---- SOURCE PASSAGE

As part of a national day of action on March 15, hundreds in Times Square, New York, demanded the release of pro-Palestinian student activist Mahmoud Khalil, who Immigration and Enforcement officers are holding in detention while facing deportation, reported the Columbia Daily Spectator. The permanent U.S. residency holder completed work last year on a master's degree from Columbia University's School of International and Public Affairs last year. .
(Photo by Ryan Murphy/Columbia Spectator)
Political opinions, which do not jibe with those of the current United States administration, are being used to justify despicable actions. However, this is not the first time that U.S. officials have punished those who disagree with them or seem different from them. Indeed, it is not even uniquely American.
First they came for the socialists, and I did not speak out -- because I was not a socialist.
Then they came for the trade unionists, and I did not speak out --because I was not a trade unionist.
Then they came for the Jews, and I did not speak out -- because I was not a Jew.
Then they came for me -- and there was no one left to speak for me.
Hundreds in Times Square, New York, demanding the release of Columbia University pro-Palestinian student leader, Mahmoud Khalil, on March 15, reported Columbia Spectator, as well as the scores of people, led by Jewish Voice for Peace, who engulfed the Trump Tower lobby on March 13, according to Reuters (March 14), understand the warning of the German Lutheran Rev. Martin Niemoller (1892-1984), which is posted on the Holocaust Memorial Day Trust website.
Like many Germans, the Rev. Martin Niemoller believed, at first, that Adolph Hitler would provide strong leadership, which would make Germany strong again. His views changed when he was imprisoned in a concentration camp for speaking out against governmental control of churches. Later, he encouraged Germans to take responsibility for World War II atrocities.
Mahmoud Khalil's Detention
On March 8, Immigration and Customs Enforcement officers arrested Mahmoud Khalil, 30, a U.S. permanent resident, over his participation in pro-Palestinian demonstrations at Columbia University last year, reported Politico (March 15).
There are no charges filed against him.
Mahmoud Khalil is being held in Louisiana. The Trump administration moved to deport Khalil, a Palestinian who was born and raised in Syria, but a New York federal judge ruled that he cannot be expelled from the country during his case proceedings.
Khalil is scheduled to appear before an immigration judge on March 27, reported ABC News (March 17).
President Donald Trump and Secretary of State Marco Rubio portrayed the arrest as a defense of Jewish people, according to Politico (March 15).
"The United States has zero tolerance for foreign visitors who support terrorists," Secretary Rubio posted on the social media platform, X.
"This is the first arrest of many to come," Trump posted on his social media platform, Truth Social.
More than 100 House Democrats Rise Up
More than 100 of the 213 House Democrats sent a letter to top Trump officials on March 14 decrying Mahmoud Khalil's arrest as an attack of the free speech First Amendment and questioning the murky legal authority invoked by the administration, reported Politico (March 14). There are 218 House Republicans.
The lawmakers, including Representatives Pramila Jayapal of Washington, Jamie Ruskin of Maryland and Mary Gay Scanlon of Pennsylvania, slammed the use of the Cold War section of Immigration Nationality Act of 1952 as the "playbook of authoritarians".
The signatories of the letter asked the administration to explain its actions on "evidentiary grounds". Secretary of State Rubio has concluded that Khalil's presence in the country threatens "serious adverse foreign policy consequences".
The House Democrats' letter asks the administration to respond with answers, as well as legal and other documents, by March 27.

--------
---- RAW DATA

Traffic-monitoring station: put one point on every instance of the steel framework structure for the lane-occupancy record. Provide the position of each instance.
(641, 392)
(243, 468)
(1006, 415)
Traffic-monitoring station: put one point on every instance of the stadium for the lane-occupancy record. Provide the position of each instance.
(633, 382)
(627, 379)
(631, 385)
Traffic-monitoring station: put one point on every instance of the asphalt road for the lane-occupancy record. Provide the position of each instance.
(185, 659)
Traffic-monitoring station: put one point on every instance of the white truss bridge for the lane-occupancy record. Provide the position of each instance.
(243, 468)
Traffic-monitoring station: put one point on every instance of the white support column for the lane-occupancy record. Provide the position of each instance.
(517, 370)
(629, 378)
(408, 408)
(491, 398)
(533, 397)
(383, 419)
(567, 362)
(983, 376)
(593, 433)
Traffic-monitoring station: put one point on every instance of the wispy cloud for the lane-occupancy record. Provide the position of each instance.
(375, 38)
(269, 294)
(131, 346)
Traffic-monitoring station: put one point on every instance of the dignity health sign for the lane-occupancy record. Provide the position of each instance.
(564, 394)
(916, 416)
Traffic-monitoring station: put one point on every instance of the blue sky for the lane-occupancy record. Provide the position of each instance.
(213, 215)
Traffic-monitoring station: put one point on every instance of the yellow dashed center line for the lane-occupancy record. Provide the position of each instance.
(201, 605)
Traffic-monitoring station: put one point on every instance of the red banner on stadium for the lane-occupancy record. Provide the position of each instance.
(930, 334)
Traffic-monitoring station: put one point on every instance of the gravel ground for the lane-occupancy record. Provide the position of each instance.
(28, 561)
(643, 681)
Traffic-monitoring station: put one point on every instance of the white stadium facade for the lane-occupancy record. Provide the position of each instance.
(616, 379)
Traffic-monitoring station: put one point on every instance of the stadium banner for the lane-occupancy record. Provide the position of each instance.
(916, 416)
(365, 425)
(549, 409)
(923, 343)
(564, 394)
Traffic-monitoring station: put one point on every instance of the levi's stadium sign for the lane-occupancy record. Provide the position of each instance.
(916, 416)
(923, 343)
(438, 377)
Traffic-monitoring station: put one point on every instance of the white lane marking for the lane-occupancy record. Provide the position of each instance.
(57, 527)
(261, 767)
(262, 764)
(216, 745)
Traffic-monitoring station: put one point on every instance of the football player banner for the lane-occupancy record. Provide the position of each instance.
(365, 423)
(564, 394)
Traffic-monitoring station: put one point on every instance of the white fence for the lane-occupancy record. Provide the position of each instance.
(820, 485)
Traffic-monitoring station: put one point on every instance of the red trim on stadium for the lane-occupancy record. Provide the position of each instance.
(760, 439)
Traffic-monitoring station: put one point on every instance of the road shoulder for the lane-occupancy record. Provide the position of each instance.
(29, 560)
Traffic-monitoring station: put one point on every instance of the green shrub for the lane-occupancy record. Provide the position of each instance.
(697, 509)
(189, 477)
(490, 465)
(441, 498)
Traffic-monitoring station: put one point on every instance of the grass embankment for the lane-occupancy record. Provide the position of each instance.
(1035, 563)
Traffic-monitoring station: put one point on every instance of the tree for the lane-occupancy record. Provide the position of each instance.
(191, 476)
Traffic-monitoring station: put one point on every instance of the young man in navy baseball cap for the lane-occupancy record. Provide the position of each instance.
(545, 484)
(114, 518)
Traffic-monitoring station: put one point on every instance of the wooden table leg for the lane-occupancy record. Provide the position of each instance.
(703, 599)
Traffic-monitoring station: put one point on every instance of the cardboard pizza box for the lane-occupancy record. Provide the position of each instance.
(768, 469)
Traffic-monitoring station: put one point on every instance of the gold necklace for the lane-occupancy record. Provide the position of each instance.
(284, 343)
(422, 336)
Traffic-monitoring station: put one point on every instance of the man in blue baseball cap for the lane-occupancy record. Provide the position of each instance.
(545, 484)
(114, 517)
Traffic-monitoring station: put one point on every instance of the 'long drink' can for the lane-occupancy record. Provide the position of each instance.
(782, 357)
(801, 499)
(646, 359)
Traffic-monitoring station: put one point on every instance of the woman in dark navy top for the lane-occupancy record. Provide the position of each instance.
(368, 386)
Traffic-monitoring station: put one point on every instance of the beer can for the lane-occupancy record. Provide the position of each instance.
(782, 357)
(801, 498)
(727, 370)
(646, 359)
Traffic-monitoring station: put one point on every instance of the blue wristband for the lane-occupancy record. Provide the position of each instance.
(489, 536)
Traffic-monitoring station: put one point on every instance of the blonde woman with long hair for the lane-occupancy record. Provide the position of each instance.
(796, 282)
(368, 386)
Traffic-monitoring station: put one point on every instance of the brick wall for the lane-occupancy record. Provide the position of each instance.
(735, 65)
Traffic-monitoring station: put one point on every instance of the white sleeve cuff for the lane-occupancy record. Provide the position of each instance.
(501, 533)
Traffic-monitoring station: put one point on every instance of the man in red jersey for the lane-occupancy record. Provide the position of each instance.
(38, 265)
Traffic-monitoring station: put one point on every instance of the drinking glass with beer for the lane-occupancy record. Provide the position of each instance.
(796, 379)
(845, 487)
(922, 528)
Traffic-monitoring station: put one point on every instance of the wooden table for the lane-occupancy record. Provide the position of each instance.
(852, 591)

--------

> WRITTEN EXERCISE A
Reproduce the article on Mahmoud Khalil's detention word for word, from "(Photo by Ryan" to "even uniquely American.".
> WRITTEN EXERCISE B
Using the article on Mahmoud Khalil's detention, answer these:
(i) On what date did Immigration and Customs Enforcement officers arrest Khalil?
(ii) In which state is Khalil being held?
(iii) By what date does the House Democrats' letter ask the administration to respond?

> CORRECT ANSWER A
(Photo by Ryan Murphy/Columbia Spectator)
Political opinions, which do not jibe with those of the current United States administration, are being used to justify despicable actions. However, this is not the first time that U.S. officials have punished those who disagree with them or seem different from them. Indeed, it is not even uniquely American.

> CORRECT ANSWER B
(i) March 8
(ii) Louisiana
(iii) March 27